Start EXERCISE INPUT

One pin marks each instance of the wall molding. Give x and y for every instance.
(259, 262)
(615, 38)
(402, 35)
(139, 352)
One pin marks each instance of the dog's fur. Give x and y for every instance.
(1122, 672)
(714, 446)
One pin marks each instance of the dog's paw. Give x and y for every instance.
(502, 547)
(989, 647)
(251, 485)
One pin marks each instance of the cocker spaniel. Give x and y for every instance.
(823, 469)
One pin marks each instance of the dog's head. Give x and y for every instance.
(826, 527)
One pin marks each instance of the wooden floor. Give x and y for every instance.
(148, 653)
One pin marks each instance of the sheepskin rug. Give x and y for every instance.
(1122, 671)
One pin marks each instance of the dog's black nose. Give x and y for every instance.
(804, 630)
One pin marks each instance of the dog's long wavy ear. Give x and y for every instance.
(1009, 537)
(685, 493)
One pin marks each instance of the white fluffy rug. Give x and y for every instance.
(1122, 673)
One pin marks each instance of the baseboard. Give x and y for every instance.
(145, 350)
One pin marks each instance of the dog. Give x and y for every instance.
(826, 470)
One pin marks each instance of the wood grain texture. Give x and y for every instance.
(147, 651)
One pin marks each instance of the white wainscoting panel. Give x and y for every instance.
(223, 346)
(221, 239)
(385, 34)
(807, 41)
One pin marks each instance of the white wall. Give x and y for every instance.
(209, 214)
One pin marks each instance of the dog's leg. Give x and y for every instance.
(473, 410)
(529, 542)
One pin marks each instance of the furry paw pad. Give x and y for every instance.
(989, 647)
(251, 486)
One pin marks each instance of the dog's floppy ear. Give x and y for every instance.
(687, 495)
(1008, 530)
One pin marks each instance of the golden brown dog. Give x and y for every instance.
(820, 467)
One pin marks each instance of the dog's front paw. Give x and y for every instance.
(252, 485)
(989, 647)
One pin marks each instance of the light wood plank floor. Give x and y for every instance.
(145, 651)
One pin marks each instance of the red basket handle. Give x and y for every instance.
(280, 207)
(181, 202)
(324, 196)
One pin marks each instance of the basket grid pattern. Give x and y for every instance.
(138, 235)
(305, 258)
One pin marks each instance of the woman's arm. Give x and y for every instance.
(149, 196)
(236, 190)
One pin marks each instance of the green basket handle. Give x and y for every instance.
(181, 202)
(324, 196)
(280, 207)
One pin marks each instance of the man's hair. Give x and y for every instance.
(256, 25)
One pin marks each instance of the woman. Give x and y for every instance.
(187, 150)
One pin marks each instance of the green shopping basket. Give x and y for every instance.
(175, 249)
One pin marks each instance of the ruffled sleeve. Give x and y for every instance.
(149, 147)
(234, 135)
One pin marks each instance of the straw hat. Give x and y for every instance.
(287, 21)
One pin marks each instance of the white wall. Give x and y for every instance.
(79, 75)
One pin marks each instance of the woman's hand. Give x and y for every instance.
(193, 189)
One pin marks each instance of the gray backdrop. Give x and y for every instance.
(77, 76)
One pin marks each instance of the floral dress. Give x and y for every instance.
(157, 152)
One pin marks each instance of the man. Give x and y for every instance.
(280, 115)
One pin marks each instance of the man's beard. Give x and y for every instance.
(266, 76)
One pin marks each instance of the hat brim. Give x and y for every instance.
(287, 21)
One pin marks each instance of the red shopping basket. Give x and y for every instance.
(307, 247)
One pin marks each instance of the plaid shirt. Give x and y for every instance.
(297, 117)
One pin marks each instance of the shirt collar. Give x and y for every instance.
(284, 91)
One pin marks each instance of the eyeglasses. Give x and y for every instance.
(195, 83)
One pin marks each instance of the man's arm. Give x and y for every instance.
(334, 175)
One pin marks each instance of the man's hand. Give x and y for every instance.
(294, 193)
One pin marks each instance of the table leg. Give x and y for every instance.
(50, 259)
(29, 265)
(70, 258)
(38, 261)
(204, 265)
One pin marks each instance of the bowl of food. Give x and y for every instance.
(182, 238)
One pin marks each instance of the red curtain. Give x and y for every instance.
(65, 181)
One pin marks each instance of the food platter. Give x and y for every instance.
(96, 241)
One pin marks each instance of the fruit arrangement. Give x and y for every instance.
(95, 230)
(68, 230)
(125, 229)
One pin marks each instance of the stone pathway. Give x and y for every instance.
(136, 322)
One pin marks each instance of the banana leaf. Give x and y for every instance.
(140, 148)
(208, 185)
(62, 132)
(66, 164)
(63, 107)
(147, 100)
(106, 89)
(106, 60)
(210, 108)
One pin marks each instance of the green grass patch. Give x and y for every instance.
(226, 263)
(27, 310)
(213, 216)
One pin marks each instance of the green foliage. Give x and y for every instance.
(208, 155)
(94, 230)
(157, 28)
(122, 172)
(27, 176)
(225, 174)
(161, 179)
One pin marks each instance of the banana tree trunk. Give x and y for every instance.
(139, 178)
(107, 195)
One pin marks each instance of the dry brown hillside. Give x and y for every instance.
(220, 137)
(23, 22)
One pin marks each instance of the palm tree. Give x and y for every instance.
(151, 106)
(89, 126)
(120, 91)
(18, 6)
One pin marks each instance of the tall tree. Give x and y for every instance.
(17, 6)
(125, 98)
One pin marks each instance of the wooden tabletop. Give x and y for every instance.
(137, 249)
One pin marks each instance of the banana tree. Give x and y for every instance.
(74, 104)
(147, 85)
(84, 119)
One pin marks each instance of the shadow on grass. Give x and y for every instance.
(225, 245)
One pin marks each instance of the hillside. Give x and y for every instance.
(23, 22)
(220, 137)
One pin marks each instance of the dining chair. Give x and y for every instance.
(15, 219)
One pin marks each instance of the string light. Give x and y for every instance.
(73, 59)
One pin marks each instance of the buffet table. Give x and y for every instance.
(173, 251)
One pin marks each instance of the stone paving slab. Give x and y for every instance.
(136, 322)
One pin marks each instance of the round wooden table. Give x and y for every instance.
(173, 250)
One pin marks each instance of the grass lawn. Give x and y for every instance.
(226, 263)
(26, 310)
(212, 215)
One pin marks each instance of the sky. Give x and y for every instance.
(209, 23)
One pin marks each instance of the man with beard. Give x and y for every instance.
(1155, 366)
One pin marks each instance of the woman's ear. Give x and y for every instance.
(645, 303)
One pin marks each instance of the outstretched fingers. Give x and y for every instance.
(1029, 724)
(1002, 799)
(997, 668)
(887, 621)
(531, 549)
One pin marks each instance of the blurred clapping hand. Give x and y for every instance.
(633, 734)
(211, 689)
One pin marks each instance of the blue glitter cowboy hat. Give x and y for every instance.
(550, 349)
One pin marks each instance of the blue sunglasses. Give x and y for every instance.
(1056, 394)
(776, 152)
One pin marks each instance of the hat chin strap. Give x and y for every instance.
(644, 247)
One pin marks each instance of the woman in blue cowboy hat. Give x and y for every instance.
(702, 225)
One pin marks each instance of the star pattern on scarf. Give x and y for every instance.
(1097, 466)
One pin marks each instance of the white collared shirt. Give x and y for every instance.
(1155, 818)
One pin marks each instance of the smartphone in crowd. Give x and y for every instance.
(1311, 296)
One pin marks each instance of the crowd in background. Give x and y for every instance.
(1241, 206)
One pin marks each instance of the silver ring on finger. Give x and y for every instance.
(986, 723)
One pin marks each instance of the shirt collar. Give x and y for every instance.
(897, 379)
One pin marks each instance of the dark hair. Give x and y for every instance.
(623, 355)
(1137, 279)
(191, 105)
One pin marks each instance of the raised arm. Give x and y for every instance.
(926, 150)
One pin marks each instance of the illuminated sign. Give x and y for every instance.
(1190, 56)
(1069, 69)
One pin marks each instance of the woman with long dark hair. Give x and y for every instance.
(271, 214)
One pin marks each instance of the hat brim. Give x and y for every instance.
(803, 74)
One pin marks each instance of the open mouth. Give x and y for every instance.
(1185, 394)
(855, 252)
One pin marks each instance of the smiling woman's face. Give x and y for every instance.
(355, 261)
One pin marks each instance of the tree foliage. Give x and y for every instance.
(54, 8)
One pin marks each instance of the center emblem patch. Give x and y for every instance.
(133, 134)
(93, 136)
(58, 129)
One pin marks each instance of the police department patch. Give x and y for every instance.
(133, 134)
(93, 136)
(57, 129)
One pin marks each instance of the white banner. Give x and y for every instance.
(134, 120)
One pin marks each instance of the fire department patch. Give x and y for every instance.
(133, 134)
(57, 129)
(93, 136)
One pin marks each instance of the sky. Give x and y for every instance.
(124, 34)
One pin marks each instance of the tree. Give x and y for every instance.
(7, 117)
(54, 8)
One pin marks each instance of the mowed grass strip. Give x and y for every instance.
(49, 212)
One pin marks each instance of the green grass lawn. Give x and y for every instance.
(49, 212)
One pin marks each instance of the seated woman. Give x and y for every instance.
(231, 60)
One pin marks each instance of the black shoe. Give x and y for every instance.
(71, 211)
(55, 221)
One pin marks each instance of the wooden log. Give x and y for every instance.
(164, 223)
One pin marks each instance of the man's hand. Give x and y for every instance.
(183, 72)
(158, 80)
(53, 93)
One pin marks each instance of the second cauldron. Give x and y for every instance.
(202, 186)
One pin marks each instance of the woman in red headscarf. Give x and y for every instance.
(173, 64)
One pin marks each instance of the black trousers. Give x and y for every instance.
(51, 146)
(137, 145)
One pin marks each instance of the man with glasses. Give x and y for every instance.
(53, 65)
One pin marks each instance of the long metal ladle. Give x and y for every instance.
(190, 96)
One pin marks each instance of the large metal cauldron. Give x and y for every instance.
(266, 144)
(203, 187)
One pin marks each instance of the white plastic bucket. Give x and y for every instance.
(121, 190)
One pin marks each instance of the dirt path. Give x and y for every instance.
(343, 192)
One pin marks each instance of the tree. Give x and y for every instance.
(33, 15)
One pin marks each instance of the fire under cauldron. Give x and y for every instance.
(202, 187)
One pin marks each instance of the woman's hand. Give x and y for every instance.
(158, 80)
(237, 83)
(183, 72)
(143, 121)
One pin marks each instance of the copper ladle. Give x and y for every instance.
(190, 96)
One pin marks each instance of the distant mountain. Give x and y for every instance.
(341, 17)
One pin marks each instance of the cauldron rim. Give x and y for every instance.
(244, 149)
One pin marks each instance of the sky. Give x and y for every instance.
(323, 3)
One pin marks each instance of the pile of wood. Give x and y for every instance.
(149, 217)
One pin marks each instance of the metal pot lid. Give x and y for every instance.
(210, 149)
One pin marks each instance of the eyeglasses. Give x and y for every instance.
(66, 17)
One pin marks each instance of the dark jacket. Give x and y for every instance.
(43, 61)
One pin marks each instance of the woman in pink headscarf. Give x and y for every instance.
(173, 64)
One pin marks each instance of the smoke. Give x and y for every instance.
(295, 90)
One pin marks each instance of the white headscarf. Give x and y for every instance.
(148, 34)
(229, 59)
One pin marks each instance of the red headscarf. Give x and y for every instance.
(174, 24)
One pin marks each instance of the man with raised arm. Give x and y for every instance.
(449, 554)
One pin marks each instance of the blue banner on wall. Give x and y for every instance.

End EXERCISE INPUT

REQUIRED WORK | Render the data from the line with "One pin marks each instance of the blue sunglasses." to the line with "(1241, 206)", both included, as a two-column CSV with the columns instruction and coordinates. Give one row per instruction with its answer, put each field in quotation marks, and replace line breaks inside a field with spaces.

THE COMPLETED TASK |
instruction,coordinates
"One pin marks each instance of the blue sunglasses. Give x and y for every instance.","(1056, 394) (776, 152)"
"One pin marks each instance of the hat chin strap. Give x and y for every instance.","(644, 247)"
"One pin marks each instance of the woman in blue cowboy hat. Give x and y for every instance.","(702, 225)"
"One pin marks each instance of the star pattern on scarf. Give x and y for every instance.","(1097, 466)"
"One pin marks each instance of the white collared shirt. Give x and y for every instance.","(1155, 818)"
"One pin marks each instance of the smartphone in crowd. Give x and y for every instance.","(1311, 296)"
"One pin marks each instance of the crowd in background. Give x and y for every instance.","(1241, 206)"